# What you should do
Copy out every line of the items below that contains the string "water". Treat uppercase and lowercase as different.

# Supplied data

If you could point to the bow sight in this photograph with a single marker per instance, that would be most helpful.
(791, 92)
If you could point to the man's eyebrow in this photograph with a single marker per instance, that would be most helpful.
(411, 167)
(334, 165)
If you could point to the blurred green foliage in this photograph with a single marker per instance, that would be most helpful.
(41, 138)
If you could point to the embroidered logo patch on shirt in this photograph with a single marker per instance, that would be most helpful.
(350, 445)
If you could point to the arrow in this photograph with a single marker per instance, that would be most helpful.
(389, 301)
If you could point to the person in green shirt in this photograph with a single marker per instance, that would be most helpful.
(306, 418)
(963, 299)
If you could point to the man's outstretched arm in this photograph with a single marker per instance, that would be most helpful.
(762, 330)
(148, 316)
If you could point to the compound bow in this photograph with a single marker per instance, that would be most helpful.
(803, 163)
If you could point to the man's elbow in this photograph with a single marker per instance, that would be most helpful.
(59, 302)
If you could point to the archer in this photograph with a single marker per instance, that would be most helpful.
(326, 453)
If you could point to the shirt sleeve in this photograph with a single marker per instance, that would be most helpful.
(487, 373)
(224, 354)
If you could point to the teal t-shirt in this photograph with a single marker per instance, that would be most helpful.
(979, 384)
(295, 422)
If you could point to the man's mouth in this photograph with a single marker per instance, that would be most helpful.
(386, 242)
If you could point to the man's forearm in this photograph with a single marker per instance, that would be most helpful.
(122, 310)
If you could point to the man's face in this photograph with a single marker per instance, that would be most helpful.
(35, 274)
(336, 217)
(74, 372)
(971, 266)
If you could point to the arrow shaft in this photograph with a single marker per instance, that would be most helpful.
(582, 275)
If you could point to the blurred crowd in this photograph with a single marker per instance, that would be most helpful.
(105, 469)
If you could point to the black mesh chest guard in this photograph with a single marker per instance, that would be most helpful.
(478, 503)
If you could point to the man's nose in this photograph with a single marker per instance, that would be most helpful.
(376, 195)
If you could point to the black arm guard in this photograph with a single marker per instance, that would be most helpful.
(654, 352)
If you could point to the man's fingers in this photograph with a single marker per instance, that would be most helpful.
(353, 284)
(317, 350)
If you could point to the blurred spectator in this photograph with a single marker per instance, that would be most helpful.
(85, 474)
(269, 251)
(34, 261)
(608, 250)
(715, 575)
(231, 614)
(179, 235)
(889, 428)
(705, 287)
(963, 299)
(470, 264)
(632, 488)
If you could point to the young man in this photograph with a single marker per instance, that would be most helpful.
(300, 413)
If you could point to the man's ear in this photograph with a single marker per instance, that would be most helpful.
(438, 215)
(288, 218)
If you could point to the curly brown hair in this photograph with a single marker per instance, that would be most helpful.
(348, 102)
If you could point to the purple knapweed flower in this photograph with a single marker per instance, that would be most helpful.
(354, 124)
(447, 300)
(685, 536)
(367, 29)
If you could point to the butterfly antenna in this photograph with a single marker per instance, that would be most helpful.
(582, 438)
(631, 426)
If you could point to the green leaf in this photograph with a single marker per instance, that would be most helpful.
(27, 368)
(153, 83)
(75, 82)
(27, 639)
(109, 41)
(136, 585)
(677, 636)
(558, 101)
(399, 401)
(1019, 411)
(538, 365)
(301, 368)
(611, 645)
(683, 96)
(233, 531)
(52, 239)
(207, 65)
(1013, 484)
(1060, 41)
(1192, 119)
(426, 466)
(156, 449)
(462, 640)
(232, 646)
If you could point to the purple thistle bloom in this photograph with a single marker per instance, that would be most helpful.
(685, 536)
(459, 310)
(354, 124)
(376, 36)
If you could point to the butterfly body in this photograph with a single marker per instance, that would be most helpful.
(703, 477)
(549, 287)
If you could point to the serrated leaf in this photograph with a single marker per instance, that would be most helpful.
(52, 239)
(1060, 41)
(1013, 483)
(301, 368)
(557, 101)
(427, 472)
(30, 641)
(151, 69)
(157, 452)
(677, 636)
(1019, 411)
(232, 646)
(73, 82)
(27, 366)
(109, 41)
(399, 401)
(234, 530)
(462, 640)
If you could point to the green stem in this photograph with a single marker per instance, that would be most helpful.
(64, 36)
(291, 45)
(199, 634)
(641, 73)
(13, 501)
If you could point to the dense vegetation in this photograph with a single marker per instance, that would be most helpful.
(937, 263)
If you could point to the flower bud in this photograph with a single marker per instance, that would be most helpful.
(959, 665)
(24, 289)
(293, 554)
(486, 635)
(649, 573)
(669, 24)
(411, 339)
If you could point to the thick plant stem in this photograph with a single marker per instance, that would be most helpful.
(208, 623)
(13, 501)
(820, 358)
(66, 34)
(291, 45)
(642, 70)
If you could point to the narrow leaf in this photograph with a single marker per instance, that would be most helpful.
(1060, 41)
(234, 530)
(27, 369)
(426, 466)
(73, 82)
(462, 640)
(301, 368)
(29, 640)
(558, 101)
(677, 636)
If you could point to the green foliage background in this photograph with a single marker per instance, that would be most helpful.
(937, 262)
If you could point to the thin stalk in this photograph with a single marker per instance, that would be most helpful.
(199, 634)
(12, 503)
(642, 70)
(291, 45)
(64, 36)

* * *

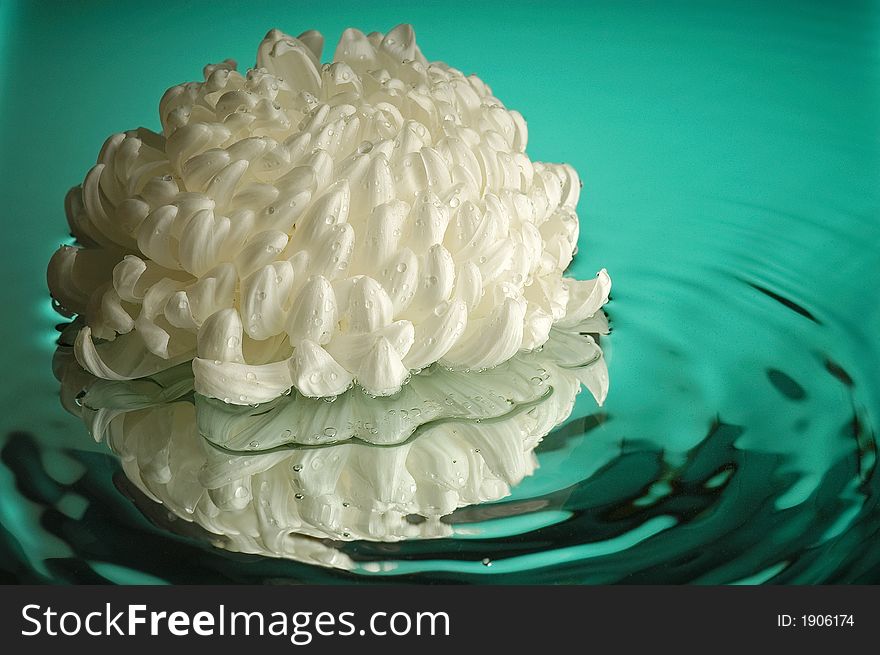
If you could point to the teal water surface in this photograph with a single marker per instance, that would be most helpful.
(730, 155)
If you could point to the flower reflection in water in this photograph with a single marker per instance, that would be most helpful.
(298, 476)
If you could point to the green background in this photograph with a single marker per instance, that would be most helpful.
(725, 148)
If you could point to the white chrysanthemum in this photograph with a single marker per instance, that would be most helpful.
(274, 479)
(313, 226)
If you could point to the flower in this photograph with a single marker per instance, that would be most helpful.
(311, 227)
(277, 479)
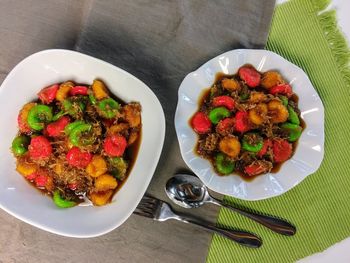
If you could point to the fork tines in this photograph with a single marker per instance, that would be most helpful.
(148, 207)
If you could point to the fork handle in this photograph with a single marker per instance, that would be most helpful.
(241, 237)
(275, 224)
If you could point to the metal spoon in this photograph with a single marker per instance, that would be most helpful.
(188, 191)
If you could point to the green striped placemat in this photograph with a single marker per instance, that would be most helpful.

==

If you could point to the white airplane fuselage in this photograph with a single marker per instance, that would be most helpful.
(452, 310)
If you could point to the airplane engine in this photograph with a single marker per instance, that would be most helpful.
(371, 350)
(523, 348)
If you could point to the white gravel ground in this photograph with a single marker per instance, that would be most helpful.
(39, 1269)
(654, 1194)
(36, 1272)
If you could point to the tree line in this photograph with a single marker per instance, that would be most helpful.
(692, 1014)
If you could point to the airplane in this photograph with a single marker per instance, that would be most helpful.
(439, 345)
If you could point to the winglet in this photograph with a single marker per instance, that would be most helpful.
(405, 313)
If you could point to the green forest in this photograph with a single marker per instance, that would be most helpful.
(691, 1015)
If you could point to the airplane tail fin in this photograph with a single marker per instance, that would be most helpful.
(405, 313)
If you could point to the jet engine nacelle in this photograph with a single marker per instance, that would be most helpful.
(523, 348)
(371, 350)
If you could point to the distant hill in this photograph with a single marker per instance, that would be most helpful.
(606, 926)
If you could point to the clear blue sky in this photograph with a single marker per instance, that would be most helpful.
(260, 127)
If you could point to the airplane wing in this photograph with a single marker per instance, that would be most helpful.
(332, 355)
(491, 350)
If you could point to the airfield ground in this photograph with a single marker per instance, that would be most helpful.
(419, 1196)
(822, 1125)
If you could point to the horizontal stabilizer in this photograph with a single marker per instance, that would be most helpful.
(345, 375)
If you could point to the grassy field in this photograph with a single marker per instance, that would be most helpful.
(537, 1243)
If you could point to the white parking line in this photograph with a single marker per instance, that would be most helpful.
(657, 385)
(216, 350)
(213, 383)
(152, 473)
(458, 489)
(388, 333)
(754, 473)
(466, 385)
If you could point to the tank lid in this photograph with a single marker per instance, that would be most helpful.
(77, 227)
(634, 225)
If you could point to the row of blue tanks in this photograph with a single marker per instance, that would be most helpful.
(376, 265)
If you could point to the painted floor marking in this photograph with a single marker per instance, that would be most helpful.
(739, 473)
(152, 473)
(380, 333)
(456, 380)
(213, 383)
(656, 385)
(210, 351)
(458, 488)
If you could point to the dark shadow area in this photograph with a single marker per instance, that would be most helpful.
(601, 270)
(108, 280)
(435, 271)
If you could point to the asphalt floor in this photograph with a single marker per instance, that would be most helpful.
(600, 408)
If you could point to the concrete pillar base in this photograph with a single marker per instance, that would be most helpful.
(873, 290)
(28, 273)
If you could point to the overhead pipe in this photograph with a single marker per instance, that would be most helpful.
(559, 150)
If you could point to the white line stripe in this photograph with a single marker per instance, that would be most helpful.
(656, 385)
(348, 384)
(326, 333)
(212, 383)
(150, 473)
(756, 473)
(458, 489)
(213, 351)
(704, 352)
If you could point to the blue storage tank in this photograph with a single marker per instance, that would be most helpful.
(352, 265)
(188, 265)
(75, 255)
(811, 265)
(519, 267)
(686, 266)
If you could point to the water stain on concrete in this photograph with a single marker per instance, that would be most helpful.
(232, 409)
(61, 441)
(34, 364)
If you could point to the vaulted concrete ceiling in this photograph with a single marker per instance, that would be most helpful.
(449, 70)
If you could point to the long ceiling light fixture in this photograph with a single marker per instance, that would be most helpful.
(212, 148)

# Response to the task
If you could point to the teal water surface in this photograph with a single marker per instance, that would be most helpful.
If you could point to the flower reflection in water in this photograph with a single marker per instance, that would be most helpful.
If you could point to the water stain on concrete in this photograph with a single marker per instance, that would be most helpful.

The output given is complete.